--- start Excerpt ---

CLIMATE CHANGE — THE CASE OF SOUTHERN ENGLAND
If climate does influence enthusiasm for liberty, then what of climate change? Might the extreme hostility felt towards global warming by collectivists be related to the fact that a warmer world might also be a freer one? I’m now finishing this piece over the Christmas of 2000. It was the amazing mildness of London’s “winters” of 1999 and, so far, of 2000 — so mild as to provoke inverted commas around the word “winters” — that caused me first to sketch and then to finish this piece. I have already alluded to the current “crisis of the welfare state”. Has climate been part of that story, in places like the south of England? England endured its fiercest winter since World War II in, I think, 1946/7, just when our modern welfare state was being so confidently built, and our last really nasty winter was, if I recall it rightly, in 1962/3. Tramps sleeping in the streets of London were rare before 1962. Now they are an annual focus of political breast-beating and Christmas-tide charity.
A SMALL CONJECTURE — NOT A FULLY WORKED OUT THEORY
I am not here proposing a fully worked out theory, whose wrongness, if proved, would cause me severe hurt. This is but a small conjecture, and I see no purpose in taking up more than the small handful of days I’ve spent so far in elaborating it until I’ve learned more of what others think of it, and may already have thought of it.

--- end Excerpt ---
--- start Provided data ---

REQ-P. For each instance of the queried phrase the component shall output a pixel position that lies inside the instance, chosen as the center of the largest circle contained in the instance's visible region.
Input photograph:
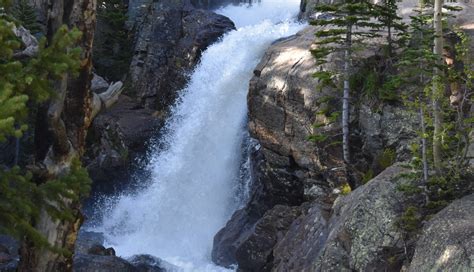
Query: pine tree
(386, 13)
(26, 15)
(344, 25)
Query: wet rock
(256, 252)
(170, 39)
(303, 241)
(447, 242)
(270, 188)
(8, 254)
(88, 263)
(101, 250)
(148, 263)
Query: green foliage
(21, 200)
(26, 15)
(113, 53)
(30, 81)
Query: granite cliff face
(169, 39)
(315, 227)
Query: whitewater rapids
(195, 171)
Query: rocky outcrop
(256, 252)
(360, 235)
(283, 106)
(170, 38)
(270, 188)
(116, 137)
(9, 257)
(447, 242)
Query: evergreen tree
(345, 26)
(26, 15)
(415, 66)
(438, 88)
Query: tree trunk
(346, 100)
(61, 139)
(437, 91)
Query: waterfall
(195, 171)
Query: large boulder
(361, 234)
(170, 37)
(116, 137)
(447, 242)
(270, 188)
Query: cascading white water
(195, 176)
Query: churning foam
(196, 173)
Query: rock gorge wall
(296, 219)
(169, 37)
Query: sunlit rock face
(447, 243)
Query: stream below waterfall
(197, 178)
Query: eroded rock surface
(447, 242)
(170, 38)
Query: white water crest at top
(195, 175)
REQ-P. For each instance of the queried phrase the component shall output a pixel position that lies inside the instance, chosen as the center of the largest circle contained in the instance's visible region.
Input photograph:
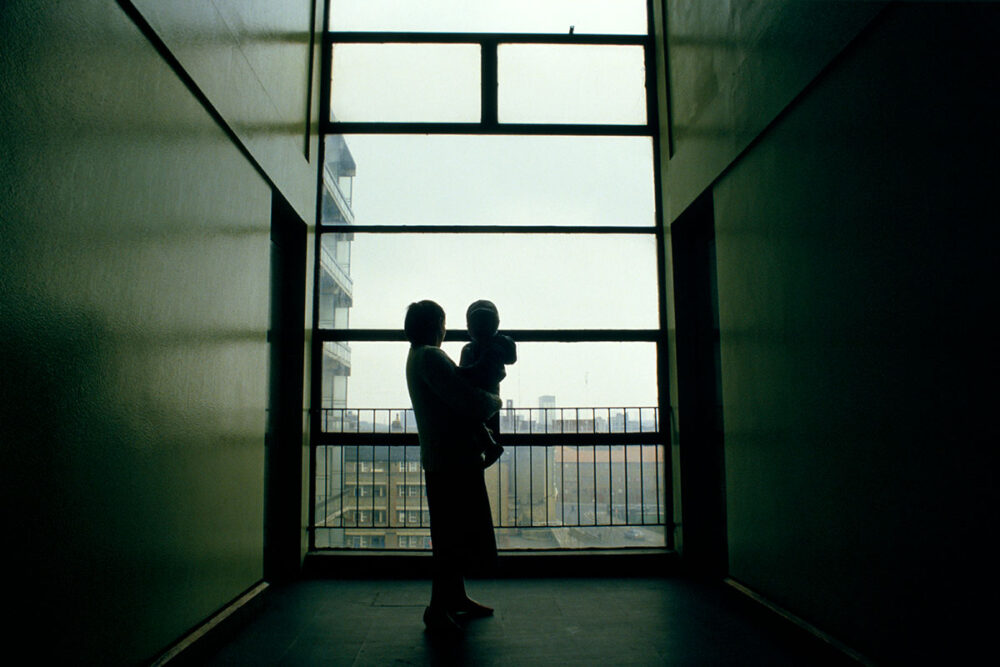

--- end Provided data ---

Goal of the exercise:
Rewrite the stretch of the climate change excerpt from "A SMALL CONJECTURE —" through "thought of it.", replacing "hurt" with "pain". Rely only on the excerpt on climate change.

Output for this exercise:
A SMALL CONJECTURE — NOT A FULLY WORKED OUT THEORY
I am not here proposing a fully worked out theory, whose wrongness, if proved, would cause me severe pain. This is but a small conjecture, and I see no purpose in taking up more than the small handful of days I’ve spent so far in elaborating it until I’ve learned more of what others think of it, and may already have thought of it.